# [The exercise]
From the records below, pull out every line that contains the string "keyboard" and copy each one unchanged.

# [Data for processing]
═══

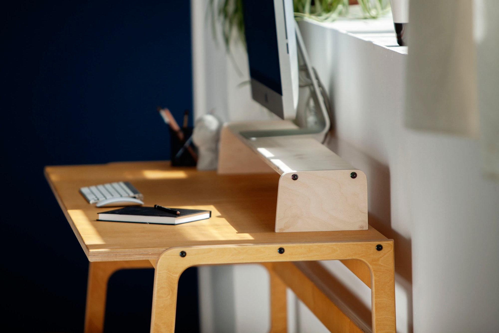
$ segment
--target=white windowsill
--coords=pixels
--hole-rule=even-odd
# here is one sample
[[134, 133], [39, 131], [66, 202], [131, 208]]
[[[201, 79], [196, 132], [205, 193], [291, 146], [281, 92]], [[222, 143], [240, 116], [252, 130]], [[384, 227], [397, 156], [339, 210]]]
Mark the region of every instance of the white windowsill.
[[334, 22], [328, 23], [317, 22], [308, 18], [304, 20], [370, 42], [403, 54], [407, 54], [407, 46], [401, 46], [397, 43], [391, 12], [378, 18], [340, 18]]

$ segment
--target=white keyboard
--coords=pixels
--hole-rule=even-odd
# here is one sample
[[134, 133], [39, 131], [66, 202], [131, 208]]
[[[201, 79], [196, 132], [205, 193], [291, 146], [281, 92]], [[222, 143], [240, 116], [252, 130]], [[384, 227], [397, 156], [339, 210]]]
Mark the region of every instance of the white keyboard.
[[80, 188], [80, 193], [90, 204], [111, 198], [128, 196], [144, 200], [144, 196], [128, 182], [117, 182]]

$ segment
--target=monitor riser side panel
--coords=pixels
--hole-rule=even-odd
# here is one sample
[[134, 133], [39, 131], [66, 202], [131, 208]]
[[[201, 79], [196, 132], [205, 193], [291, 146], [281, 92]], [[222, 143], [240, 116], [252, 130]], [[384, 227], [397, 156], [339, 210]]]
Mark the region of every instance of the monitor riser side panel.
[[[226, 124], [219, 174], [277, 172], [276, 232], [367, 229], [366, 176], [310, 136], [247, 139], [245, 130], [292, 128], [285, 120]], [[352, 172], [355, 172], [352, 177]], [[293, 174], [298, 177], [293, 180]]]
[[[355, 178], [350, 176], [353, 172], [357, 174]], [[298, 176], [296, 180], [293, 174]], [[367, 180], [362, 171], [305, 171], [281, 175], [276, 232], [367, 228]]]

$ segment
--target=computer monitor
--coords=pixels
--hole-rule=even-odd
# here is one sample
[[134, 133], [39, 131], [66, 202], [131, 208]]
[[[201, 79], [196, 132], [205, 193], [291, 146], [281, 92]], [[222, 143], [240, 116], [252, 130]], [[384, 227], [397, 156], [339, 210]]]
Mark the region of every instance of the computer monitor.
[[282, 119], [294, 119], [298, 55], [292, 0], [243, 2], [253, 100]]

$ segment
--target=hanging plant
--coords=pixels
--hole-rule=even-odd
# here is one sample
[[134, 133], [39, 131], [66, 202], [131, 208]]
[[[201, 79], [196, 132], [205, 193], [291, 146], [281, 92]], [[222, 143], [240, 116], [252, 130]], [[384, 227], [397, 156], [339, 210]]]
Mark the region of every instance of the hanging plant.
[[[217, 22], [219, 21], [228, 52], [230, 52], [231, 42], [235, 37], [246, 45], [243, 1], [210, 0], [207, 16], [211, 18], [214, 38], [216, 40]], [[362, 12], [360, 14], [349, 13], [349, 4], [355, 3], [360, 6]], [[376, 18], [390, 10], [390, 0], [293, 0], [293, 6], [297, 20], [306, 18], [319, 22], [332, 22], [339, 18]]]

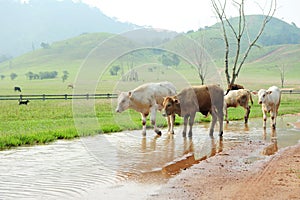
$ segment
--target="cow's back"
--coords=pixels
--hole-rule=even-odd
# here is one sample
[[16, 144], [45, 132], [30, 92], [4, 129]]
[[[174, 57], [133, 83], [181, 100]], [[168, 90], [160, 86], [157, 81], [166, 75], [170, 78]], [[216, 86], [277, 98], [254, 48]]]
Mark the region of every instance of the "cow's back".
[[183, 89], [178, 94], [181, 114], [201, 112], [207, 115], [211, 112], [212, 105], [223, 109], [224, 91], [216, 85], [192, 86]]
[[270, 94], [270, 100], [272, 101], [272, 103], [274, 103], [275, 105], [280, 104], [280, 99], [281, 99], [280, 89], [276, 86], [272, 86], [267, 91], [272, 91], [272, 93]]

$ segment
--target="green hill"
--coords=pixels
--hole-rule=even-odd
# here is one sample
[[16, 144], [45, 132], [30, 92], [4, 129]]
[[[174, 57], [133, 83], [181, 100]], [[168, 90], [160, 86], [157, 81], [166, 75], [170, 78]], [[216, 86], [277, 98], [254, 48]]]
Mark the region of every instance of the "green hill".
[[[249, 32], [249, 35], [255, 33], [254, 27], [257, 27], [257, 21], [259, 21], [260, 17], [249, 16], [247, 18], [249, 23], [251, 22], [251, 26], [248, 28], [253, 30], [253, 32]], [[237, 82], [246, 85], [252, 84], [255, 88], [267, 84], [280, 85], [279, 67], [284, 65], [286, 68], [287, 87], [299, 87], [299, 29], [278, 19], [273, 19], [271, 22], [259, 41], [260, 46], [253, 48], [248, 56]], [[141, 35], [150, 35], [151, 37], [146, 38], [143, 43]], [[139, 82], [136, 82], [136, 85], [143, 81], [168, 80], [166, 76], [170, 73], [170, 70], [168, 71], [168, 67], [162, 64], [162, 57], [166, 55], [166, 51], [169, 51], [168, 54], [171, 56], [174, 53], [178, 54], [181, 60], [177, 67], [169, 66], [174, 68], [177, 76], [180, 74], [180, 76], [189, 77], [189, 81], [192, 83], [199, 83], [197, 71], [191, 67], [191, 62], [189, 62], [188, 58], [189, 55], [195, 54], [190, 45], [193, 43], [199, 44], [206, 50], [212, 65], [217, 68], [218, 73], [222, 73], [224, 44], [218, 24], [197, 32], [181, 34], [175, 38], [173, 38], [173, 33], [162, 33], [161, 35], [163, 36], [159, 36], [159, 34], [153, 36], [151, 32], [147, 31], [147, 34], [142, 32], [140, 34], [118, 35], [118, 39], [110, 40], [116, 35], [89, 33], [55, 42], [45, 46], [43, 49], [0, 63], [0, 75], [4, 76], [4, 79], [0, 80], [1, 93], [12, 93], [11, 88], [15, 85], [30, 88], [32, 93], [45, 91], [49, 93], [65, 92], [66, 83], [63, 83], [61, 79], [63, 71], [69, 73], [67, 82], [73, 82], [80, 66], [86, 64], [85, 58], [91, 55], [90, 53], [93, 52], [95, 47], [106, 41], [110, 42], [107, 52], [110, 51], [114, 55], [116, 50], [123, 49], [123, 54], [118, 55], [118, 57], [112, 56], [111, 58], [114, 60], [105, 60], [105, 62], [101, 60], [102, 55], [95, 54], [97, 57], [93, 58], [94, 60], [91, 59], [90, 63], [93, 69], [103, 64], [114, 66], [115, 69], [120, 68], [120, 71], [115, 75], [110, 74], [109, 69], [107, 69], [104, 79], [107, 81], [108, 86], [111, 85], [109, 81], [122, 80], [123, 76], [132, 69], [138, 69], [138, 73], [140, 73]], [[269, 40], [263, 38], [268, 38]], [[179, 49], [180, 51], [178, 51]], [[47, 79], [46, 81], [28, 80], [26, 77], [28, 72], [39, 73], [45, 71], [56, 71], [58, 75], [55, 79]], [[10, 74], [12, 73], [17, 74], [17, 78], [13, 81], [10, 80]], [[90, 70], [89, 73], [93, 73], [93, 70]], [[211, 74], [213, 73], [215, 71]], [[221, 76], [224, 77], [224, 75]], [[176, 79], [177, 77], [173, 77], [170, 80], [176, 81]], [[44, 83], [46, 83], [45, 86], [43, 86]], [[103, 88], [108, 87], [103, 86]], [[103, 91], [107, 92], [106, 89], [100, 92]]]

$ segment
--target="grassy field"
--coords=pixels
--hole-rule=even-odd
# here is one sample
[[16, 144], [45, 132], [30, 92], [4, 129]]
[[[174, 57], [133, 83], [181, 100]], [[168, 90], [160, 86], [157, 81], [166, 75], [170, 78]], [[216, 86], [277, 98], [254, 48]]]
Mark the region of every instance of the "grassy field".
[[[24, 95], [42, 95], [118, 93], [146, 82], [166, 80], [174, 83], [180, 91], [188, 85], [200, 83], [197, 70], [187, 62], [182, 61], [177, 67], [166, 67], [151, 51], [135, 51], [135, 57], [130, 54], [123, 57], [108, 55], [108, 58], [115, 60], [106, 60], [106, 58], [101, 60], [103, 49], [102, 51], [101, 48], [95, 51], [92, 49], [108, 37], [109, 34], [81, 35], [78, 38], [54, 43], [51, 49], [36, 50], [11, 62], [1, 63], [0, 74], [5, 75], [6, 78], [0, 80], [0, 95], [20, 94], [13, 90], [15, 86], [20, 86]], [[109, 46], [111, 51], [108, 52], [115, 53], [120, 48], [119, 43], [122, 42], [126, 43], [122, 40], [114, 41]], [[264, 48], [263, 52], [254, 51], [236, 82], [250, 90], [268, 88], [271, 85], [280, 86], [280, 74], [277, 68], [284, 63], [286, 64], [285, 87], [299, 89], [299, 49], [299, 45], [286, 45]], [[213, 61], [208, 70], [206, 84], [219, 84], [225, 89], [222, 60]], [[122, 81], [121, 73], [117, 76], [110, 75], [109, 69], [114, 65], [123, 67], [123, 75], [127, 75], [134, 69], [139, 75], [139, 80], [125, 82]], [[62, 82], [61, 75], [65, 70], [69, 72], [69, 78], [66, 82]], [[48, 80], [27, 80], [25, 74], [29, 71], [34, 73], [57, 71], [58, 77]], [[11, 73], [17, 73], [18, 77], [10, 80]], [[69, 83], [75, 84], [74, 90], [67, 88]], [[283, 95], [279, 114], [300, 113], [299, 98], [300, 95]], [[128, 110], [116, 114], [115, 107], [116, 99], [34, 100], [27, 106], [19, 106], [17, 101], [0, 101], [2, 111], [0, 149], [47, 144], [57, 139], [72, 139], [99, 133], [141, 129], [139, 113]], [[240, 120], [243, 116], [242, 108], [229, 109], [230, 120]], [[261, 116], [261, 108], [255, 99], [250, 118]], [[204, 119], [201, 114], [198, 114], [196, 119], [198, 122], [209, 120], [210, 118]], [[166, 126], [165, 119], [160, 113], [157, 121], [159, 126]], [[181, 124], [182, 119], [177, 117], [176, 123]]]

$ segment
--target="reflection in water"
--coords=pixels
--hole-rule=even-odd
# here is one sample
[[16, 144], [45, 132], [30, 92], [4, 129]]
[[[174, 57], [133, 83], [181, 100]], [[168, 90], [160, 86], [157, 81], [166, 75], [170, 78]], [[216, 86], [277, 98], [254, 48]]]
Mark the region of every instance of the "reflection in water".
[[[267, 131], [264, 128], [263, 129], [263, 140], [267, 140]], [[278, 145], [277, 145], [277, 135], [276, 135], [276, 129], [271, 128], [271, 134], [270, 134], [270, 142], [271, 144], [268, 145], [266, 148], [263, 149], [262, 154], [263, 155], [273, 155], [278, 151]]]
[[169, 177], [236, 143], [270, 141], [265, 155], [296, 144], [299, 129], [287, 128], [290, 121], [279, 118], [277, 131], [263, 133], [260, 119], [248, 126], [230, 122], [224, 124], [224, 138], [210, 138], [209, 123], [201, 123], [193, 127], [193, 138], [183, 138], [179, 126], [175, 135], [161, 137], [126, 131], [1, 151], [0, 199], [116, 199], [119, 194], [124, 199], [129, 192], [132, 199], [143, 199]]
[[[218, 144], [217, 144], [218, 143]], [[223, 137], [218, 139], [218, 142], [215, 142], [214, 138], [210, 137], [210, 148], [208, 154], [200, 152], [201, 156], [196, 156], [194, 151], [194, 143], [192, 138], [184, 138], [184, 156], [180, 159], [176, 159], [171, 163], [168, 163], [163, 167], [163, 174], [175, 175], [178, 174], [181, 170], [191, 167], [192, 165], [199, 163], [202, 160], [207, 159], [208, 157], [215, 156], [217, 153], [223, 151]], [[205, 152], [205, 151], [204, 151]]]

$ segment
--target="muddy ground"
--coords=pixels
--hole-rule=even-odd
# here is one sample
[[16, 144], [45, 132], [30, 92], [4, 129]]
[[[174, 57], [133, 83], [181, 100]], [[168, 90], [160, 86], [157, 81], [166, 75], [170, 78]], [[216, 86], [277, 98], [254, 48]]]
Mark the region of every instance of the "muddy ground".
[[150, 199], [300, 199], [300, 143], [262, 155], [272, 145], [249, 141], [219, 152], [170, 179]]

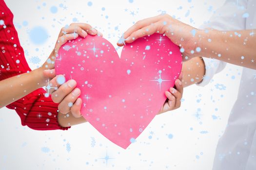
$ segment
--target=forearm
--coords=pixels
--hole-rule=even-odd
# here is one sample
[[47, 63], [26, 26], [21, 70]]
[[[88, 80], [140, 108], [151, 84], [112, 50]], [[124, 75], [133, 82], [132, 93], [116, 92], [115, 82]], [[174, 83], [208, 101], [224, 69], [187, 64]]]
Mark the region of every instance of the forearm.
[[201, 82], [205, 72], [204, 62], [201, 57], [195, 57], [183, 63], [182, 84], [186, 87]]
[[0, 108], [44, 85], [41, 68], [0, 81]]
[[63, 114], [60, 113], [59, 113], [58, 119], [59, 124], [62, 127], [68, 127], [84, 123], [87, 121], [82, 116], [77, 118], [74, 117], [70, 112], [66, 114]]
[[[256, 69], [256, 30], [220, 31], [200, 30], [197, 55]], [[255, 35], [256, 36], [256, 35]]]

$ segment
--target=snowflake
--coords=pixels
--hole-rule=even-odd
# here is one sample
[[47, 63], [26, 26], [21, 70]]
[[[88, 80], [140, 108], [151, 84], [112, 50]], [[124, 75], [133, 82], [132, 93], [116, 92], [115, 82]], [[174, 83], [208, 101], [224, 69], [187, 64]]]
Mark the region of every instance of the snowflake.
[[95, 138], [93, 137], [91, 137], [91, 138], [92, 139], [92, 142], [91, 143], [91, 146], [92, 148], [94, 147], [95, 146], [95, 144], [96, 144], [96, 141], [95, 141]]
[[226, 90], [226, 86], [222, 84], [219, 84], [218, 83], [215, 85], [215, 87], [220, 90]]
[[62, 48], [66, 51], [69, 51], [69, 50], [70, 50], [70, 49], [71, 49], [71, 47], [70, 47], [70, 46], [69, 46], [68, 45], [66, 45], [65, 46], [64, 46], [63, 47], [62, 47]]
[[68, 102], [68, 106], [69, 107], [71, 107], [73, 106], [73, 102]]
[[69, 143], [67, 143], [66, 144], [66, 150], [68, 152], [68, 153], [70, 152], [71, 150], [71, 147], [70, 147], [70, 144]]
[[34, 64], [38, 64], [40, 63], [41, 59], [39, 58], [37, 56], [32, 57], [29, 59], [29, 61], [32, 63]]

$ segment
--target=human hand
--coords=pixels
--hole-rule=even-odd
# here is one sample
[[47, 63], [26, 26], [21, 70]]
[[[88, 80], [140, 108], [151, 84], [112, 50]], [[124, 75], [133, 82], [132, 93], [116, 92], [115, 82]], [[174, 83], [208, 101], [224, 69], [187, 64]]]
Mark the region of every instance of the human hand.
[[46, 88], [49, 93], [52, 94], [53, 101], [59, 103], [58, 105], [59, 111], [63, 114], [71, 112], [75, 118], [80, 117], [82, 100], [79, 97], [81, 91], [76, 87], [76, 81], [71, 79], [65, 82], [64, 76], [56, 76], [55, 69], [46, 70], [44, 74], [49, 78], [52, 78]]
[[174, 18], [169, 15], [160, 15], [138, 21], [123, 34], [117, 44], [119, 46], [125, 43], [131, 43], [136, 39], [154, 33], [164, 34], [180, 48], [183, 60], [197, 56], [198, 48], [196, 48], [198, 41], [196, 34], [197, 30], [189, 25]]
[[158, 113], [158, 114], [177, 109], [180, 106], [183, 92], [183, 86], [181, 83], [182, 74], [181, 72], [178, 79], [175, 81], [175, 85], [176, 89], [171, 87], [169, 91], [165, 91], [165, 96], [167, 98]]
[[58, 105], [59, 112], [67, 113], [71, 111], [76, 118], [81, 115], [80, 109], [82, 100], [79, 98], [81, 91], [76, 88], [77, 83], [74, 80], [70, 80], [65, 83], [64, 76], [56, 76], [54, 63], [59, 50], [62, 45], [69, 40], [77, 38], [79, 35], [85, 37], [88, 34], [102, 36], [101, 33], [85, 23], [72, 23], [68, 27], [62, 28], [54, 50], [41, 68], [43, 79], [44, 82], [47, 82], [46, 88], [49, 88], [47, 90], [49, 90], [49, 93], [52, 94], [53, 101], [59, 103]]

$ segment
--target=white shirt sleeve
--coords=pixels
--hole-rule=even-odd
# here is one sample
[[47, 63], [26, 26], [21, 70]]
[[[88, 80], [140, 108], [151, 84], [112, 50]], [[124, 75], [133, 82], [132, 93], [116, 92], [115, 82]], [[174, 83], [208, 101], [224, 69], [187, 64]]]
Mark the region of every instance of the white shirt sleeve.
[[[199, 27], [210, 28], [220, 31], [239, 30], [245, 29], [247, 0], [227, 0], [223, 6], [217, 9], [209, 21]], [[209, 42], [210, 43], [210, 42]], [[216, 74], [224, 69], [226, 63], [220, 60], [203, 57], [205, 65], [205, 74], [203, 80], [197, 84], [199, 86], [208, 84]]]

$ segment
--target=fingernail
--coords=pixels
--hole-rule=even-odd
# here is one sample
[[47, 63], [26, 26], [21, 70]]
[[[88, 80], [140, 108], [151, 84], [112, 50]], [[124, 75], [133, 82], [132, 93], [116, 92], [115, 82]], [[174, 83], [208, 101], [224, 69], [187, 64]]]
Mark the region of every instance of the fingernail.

═══

# [Task result]
--target=white keyboard
Mark the region of every instance of the white keyboard.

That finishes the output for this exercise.